> **GOAL OF THE EXERCISE**
Set down the complete data exactly as it appears below.

EXERCISE INPUTS: Begin

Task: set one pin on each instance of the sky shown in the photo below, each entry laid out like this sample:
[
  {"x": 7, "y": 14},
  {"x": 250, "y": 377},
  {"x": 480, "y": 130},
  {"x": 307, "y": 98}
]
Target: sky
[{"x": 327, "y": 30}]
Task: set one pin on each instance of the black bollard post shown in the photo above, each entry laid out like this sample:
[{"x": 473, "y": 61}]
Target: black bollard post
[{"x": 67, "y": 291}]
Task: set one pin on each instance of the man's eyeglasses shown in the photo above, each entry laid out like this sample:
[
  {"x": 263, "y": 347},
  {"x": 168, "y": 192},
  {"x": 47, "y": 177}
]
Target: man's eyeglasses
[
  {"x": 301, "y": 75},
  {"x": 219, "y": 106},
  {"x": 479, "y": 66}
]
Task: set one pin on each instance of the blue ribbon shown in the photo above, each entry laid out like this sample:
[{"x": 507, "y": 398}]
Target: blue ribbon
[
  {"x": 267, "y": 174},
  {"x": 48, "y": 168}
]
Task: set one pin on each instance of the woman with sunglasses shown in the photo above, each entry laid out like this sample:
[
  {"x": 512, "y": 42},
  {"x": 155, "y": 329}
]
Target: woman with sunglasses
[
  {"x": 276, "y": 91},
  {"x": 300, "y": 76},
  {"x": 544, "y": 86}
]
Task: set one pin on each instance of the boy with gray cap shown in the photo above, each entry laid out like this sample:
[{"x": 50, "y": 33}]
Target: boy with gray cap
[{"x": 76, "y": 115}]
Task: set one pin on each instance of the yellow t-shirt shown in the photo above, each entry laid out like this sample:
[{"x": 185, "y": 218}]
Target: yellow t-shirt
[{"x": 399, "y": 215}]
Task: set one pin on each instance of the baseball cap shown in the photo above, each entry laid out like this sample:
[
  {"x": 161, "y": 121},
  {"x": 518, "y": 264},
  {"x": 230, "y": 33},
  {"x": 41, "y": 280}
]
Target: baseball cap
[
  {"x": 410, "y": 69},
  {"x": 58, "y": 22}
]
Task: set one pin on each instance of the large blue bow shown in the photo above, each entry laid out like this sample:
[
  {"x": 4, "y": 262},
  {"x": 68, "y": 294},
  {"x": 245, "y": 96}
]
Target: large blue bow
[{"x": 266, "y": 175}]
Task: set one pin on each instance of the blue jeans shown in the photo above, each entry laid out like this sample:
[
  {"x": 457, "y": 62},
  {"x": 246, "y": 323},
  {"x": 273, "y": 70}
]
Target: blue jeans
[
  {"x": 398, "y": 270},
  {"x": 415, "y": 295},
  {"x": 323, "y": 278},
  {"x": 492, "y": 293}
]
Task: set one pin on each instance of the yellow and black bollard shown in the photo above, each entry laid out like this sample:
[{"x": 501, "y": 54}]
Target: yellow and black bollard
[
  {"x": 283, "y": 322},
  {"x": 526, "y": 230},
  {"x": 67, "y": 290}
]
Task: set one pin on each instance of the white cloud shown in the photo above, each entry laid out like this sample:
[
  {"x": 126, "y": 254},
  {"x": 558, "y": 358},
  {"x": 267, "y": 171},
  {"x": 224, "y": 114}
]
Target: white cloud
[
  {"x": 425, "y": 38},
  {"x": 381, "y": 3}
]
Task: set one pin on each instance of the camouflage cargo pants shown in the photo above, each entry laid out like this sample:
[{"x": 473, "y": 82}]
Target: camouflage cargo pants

EXERCISE INPUTS: End

> **RESPONSE BELOW**
Task: set one pin on each instance of the sky shown in the photo below, each entry laid out like this sample:
[
  {"x": 7, "y": 14},
  {"x": 250, "y": 377},
  {"x": 480, "y": 130},
  {"x": 307, "y": 98}
]
Target: sky
[{"x": 327, "y": 30}]
Task: set one pin on each instance of the black bollard post shown in the photo above, each entry laid out like this sample:
[{"x": 473, "y": 61}]
Target: black bollard post
[{"x": 67, "y": 291}]
Task: set one pin on each instance of the man's eyeglasses shown in the photo above, each entry laid out like this sample:
[
  {"x": 263, "y": 347},
  {"x": 168, "y": 192},
  {"x": 47, "y": 177}
]
Target: man's eyeglasses
[
  {"x": 301, "y": 75},
  {"x": 219, "y": 106},
  {"x": 479, "y": 66}
]
Task: set one pin on each instance of the blue ribbon shown in the photo above, each entry laid out like this sample:
[{"x": 507, "y": 398}]
Target: blue ribbon
[
  {"x": 267, "y": 174},
  {"x": 48, "y": 168}
]
Task: set one pin on each instance of the woman with sunglasses shown in the photo above, each entry laid out like this sample:
[
  {"x": 512, "y": 42},
  {"x": 155, "y": 329}
]
Target: woman with sunglasses
[
  {"x": 276, "y": 91},
  {"x": 300, "y": 76},
  {"x": 544, "y": 86}
]
Task: set one pin on each instance of the boy with gray cap shown in the photo above, each entry laid out like this sample:
[{"x": 50, "y": 33}]
Target: boy with gray cap
[{"x": 76, "y": 115}]
Task: set one pin on each instance of the yellow t-shirt shown in the photo above, each entry laid out like this sample:
[{"x": 185, "y": 218}]
Target: yellow t-shirt
[{"x": 399, "y": 215}]
Task: set one pin on each instance of the baseball cap shown in the photo above, each entry laid out like this sample:
[
  {"x": 161, "y": 121},
  {"x": 518, "y": 264},
  {"x": 230, "y": 33},
  {"x": 41, "y": 280}
]
Target: baseball cap
[
  {"x": 410, "y": 69},
  {"x": 58, "y": 22}
]
Task: set one pin on each instance of the large blue bow shown in the photo above, each entry laid out like this sample:
[
  {"x": 4, "y": 262},
  {"x": 68, "y": 294},
  {"x": 245, "y": 96}
]
Target: large blue bow
[{"x": 266, "y": 175}]
Task: set one pin on each instance of the blue jeans shown in the photo above, each entry laid out like this sample:
[
  {"x": 457, "y": 62},
  {"x": 246, "y": 323},
  {"x": 273, "y": 70}
]
Target: blue jeans
[
  {"x": 398, "y": 270},
  {"x": 415, "y": 295},
  {"x": 323, "y": 278},
  {"x": 492, "y": 293}
]
Task: set one pin on each instance of the yellow and black bollard shown in the photo above, each entry laid out like this sample:
[{"x": 501, "y": 54}]
Target: yellow and black bollard
[
  {"x": 283, "y": 322},
  {"x": 526, "y": 230},
  {"x": 67, "y": 290}
]
Task: set one pin on each instance of the white cloud shown in the photo above, each entry laid out like this sample:
[
  {"x": 126, "y": 254},
  {"x": 558, "y": 358},
  {"x": 267, "y": 171},
  {"x": 224, "y": 114}
]
Target: white cloud
[
  {"x": 425, "y": 38},
  {"x": 381, "y": 3}
]
Task: set one pin on each instance of the camouflage cargo pants shown in the photo above, each entry laid out like this sample:
[{"x": 473, "y": 82}]
Target: camouflage cargo pants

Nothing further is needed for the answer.